## ASSIGNMENT
Repeat exactly the lines from the line containing "Can you see the red sleeve?" through the last line of the records below, inclusive, and nothing else.

## Records drawn from a dataset
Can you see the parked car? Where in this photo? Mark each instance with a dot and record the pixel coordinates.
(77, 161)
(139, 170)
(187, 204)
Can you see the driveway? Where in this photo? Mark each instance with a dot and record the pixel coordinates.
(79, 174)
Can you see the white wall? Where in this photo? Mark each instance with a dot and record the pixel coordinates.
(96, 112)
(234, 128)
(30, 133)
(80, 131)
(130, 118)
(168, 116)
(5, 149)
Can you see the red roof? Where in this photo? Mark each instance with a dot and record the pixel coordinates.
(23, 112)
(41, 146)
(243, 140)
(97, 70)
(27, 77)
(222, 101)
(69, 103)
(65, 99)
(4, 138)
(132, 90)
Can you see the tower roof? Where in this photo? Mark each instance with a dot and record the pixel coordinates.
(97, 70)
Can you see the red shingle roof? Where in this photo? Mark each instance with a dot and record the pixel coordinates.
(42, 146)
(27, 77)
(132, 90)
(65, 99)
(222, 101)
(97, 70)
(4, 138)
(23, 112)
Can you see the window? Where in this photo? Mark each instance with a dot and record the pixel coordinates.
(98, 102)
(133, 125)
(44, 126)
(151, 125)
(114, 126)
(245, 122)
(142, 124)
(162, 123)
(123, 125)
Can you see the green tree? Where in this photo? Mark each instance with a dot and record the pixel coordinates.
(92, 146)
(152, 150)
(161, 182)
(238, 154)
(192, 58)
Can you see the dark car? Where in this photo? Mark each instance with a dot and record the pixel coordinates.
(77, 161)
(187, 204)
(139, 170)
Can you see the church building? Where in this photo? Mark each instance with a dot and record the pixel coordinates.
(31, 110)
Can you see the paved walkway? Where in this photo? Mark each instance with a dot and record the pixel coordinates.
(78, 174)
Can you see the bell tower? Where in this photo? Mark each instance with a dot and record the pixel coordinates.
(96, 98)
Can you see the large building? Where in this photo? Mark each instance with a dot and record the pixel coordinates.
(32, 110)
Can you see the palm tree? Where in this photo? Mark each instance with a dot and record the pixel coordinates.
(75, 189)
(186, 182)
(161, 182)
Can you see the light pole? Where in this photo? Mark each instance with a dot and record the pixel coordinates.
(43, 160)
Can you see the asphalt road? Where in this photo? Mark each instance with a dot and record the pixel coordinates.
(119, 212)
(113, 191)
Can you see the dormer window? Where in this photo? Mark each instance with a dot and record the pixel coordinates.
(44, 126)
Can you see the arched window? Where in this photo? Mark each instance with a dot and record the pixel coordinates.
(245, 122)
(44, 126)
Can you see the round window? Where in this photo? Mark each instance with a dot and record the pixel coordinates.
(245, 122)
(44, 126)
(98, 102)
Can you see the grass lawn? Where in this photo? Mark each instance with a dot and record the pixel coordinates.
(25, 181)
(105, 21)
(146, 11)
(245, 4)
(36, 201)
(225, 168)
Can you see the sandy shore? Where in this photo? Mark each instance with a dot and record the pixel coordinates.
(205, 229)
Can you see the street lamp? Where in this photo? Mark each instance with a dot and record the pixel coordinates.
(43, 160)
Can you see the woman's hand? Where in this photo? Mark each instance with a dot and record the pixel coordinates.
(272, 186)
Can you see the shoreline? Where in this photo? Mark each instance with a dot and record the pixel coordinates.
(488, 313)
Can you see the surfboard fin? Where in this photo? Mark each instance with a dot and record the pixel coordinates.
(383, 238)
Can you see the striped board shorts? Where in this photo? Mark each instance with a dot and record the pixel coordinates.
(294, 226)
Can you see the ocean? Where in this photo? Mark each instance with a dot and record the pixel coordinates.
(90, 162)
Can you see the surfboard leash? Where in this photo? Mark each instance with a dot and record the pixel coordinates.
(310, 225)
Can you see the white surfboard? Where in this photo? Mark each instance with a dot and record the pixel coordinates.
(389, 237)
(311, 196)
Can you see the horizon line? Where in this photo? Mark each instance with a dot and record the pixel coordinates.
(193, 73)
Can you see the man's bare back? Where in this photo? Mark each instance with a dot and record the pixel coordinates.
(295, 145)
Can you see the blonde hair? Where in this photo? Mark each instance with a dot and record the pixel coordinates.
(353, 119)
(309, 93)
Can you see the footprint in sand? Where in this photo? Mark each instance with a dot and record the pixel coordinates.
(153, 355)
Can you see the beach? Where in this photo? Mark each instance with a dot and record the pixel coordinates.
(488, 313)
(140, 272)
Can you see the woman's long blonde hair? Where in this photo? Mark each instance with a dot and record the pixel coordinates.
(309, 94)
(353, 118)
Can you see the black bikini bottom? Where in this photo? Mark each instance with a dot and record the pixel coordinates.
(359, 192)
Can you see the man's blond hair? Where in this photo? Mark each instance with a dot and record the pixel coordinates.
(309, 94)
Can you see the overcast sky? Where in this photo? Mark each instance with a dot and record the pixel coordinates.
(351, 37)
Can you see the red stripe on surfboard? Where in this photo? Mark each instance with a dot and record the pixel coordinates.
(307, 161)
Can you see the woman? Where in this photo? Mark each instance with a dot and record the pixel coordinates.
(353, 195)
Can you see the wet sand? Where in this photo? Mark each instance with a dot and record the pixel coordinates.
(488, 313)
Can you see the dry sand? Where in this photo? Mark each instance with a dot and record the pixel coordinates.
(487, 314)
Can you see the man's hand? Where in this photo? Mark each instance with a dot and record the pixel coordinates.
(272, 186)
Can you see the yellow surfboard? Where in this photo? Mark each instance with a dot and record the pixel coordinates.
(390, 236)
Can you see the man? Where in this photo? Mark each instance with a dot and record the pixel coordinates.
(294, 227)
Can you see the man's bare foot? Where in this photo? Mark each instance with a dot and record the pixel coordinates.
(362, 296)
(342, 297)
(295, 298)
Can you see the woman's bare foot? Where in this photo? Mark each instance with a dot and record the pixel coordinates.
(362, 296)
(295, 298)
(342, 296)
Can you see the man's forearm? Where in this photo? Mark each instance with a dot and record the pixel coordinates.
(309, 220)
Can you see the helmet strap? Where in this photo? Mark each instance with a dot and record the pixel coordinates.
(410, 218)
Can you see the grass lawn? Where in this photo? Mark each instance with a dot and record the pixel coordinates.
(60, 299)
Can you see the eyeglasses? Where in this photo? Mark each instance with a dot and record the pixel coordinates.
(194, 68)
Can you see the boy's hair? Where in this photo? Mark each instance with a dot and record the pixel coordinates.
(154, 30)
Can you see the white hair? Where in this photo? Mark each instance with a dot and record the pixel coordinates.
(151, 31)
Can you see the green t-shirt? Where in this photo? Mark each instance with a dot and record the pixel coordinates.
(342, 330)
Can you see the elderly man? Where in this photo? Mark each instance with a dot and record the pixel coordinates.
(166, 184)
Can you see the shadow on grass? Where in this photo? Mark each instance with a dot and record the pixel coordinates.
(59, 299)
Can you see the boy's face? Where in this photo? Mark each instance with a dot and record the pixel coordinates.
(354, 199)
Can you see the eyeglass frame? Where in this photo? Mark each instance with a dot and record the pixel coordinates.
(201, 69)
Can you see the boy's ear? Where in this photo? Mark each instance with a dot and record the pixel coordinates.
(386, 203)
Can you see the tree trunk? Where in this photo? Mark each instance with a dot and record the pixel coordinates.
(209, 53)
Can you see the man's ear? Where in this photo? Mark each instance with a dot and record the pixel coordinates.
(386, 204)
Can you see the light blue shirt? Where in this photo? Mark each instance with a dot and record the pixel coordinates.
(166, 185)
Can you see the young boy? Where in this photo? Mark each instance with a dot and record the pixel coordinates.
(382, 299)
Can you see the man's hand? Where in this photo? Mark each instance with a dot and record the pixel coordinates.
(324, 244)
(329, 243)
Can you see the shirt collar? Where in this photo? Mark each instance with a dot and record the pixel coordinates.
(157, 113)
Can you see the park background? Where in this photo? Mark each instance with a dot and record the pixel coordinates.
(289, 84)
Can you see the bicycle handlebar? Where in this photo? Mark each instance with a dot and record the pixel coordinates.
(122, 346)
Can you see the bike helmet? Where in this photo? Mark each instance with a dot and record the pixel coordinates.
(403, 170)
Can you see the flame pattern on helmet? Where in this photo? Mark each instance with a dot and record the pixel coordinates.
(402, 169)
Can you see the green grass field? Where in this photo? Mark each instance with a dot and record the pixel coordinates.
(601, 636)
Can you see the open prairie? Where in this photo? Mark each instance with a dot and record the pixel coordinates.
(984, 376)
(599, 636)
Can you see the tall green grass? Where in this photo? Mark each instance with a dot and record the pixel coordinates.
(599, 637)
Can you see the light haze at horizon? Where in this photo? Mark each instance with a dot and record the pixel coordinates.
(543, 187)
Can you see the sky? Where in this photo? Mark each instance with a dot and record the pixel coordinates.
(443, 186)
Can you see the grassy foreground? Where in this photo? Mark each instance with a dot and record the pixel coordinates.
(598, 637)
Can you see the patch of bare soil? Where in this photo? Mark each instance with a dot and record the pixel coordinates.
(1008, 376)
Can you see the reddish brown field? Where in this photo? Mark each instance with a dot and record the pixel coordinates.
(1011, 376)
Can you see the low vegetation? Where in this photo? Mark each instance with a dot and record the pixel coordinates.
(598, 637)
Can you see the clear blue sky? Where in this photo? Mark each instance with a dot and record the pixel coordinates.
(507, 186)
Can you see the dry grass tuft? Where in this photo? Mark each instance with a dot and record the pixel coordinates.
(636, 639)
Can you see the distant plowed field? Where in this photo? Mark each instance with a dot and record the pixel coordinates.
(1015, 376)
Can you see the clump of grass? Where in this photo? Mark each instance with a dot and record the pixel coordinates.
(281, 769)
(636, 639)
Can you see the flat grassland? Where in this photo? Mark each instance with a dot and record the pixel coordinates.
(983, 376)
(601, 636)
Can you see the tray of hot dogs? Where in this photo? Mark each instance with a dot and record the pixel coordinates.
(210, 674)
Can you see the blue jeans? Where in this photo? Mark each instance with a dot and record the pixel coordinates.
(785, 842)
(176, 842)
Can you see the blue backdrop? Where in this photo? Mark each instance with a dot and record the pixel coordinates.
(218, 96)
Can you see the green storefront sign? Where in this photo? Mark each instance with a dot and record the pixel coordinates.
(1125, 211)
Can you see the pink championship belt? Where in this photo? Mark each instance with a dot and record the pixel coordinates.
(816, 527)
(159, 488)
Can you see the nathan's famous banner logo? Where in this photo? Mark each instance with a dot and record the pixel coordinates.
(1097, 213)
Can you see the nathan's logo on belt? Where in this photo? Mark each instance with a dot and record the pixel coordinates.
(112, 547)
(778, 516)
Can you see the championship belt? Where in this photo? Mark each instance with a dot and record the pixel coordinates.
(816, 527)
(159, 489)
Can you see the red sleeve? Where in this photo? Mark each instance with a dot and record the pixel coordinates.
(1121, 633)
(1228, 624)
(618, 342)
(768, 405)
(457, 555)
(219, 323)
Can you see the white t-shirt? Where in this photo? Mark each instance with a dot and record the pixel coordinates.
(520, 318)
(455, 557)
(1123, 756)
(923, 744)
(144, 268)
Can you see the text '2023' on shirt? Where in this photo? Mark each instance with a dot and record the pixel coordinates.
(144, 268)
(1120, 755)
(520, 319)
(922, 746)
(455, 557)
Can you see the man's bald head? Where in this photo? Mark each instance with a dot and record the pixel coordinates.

## OUTPUT FOR THIS EXERCISE
Can you see the red sleeve? Where in this photo? Mark each instance with a dot and record the pixel coordinates.
(1121, 633)
(1228, 624)
(618, 342)
(768, 405)
(457, 555)
(219, 323)
Can you see the white t-shirt? Where in this photo? Mark each instance with a dot and record the pixel coordinates.
(520, 318)
(455, 557)
(1123, 756)
(923, 744)
(144, 268)
Can you see the text '2023' on shirt? Where in this photo? Mark each instance with a dot and record the pixel coordinates.
(144, 268)
(1120, 755)
(520, 319)
(922, 746)
(455, 557)
Can you see the man's bald head? Where in this photo? Mark each instance with a dot and record the pixel coordinates.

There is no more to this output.